[[ Input for this task, beginning ]]

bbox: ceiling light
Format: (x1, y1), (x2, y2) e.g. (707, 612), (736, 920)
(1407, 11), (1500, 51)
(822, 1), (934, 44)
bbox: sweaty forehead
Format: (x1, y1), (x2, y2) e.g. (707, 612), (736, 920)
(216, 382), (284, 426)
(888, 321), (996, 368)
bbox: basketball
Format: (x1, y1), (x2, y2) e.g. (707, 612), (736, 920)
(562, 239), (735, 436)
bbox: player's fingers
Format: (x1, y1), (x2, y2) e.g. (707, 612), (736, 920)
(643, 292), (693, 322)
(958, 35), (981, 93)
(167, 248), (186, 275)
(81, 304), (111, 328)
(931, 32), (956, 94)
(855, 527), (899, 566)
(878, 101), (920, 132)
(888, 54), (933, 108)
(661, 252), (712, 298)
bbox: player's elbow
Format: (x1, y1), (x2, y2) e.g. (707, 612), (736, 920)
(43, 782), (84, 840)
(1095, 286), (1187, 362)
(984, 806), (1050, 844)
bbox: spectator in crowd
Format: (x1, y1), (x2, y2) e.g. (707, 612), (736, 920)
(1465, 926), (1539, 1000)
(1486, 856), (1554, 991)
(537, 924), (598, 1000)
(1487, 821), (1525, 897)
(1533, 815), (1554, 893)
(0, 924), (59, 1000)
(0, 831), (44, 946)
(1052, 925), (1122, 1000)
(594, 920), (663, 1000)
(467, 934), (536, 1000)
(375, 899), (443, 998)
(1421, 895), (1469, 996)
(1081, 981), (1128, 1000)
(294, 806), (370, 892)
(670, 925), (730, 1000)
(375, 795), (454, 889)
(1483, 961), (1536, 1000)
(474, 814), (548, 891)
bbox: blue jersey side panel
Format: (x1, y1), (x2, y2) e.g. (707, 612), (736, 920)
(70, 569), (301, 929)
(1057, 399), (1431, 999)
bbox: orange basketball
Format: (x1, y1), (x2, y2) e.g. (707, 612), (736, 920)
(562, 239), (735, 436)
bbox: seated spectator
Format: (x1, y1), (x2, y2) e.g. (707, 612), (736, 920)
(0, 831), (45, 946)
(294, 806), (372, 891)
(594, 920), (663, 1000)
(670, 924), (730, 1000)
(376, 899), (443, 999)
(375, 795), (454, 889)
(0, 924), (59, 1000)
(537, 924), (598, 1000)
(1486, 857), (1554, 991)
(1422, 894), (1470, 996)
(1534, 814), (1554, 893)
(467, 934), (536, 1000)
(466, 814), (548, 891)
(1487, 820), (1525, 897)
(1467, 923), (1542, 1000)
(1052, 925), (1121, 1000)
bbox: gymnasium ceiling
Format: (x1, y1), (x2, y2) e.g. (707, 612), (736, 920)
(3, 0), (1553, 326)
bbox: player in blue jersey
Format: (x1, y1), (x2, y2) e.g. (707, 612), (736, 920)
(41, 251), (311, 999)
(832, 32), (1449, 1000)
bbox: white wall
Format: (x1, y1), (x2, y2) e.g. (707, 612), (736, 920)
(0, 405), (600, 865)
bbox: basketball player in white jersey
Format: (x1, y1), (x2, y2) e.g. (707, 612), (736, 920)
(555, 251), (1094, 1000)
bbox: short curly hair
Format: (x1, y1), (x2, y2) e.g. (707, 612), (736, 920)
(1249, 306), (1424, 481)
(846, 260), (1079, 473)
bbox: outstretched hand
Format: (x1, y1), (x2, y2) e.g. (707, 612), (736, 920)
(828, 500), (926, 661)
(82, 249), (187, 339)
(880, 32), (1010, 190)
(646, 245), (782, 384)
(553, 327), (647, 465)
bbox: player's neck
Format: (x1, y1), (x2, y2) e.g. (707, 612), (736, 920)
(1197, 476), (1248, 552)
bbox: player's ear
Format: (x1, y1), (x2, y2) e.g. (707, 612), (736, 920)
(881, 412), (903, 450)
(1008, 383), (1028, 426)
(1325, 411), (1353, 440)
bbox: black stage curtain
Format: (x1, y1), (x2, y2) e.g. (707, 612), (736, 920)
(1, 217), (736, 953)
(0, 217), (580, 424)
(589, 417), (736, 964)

[[ Input for this task, end ]]

Exercise goal — Please output the listing in full, exactly as it was given above.

Written solution —
bbox: ceiling light
Format: (x1, y1), (x2, y2) e.g. (707, 612), (736, 920)
(1407, 11), (1500, 51)
(822, 1), (934, 44)
bbox: sweaty forehead
Format: (x1, y1), (x2, y2) e.g. (707, 612), (736, 920)
(216, 382), (284, 426)
(888, 321), (996, 368)
bbox: basketball
Format: (x1, y1), (x2, y2) e.g. (707, 612), (736, 920)
(562, 239), (735, 436)
bbox: player's fingers
Format: (x1, y1), (x2, y2) e.g. (707, 612), (736, 920)
(643, 292), (693, 322)
(958, 35), (981, 93)
(167, 248), (186, 275)
(81, 304), (111, 328)
(931, 32), (956, 94)
(855, 527), (899, 566)
(878, 101), (920, 132)
(888, 54), (933, 108)
(661, 252), (712, 298)
bbox: player's elbow
Format: (x1, y1), (x2, y2) e.g. (707, 612), (736, 920)
(43, 782), (84, 840)
(1095, 286), (1187, 362)
(984, 806), (1050, 844)
bbox: spectator in crowd
Format: (x1, y1), (x2, y2) e.g. (707, 612), (736, 920)
(1465, 926), (1539, 1000)
(1486, 856), (1554, 991)
(537, 924), (598, 1000)
(1487, 821), (1525, 897)
(1533, 815), (1554, 893)
(0, 924), (59, 1000)
(0, 831), (44, 946)
(1052, 925), (1122, 1000)
(594, 920), (663, 1000)
(467, 934), (536, 1000)
(375, 899), (443, 998)
(1421, 895), (1469, 996)
(1081, 981), (1128, 1000)
(294, 806), (370, 892)
(670, 925), (730, 1000)
(375, 795), (454, 889)
(1483, 961), (1536, 1000)
(474, 814), (548, 891)
bbox: blue jersey side panel
Format: (x1, y1), (x2, y2) e.g. (707, 612), (736, 920)
(70, 569), (301, 929)
(1057, 399), (1431, 999)
bbox: orange basketball
Format: (x1, y1), (x2, y2) e.g. (707, 612), (736, 920)
(562, 239), (735, 436)
bbox: seated spectator
Format: (x1, y1), (x2, y2) e.g. (707, 612), (736, 920)
(0, 831), (45, 946)
(294, 806), (372, 891)
(594, 920), (663, 1000)
(670, 924), (730, 1000)
(376, 899), (443, 999)
(375, 795), (454, 889)
(0, 924), (59, 1000)
(537, 924), (598, 1000)
(1486, 857), (1554, 991)
(1422, 894), (1470, 996)
(1534, 814), (1554, 893)
(467, 934), (536, 1000)
(466, 814), (548, 891)
(1487, 820), (1525, 897)
(1467, 923), (1542, 1000)
(1052, 925), (1121, 1000)
bbox: gymnasium ceiling
Format: (x1, y1), (x2, y2) e.g. (707, 612), (736, 920)
(3, 0), (1553, 326)
bbox: player in blue jersey
Format: (x1, y1), (x2, y2) e.g. (707, 612), (736, 920)
(41, 251), (311, 999)
(832, 32), (1449, 1000)
bbox: white wall
Format: (x1, y1), (x2, y2) e.g. (707, 612), (736, 920)
(0, 405), (600, 865)
bbox: basketball player in white jersey
Format: (x1, y1), (x2, y2) e.g. (707, 612), (736, 920)
(555, 251), (1094, 1000)
bbox: short curly hair
Format: (x1, y1), (x2, y2) e.g. (707, 612), (736, 920)
(1249, 306), (1424, 481)
(846, 260), (1079, 473)
bbox: outstretched hand
Format: (x1, y1), (x2, y2) e.g. (707, 612), (736, 920)
(828, 500), (926, 661)
(82, 249), (187, 339)
(880, 32), (1010, 190)
(646, 245), (782, 384)
(553, 327), (647, 465)
bbox: player's neck
Format: (x1, y1), (x2, y2) e.g. (707, 612), (736, 920)
(1197, 476), (1248, 552)
bbox: player's ear
Format: (x1, y1), (x2, y2) e.g. (707, 612), (736, 920)
(881, 412), (903, 450)
(1008, 383), (1028, 426)
(1325, 411), (1353, 440)
bbox: black stage curtain
Format: (x1, y1), (x2, y2) e.g. (707, 612), (736, 920)
(1, 217), (736, 953)
(0, 217), (580, 424)
(589, 417), (736, 964)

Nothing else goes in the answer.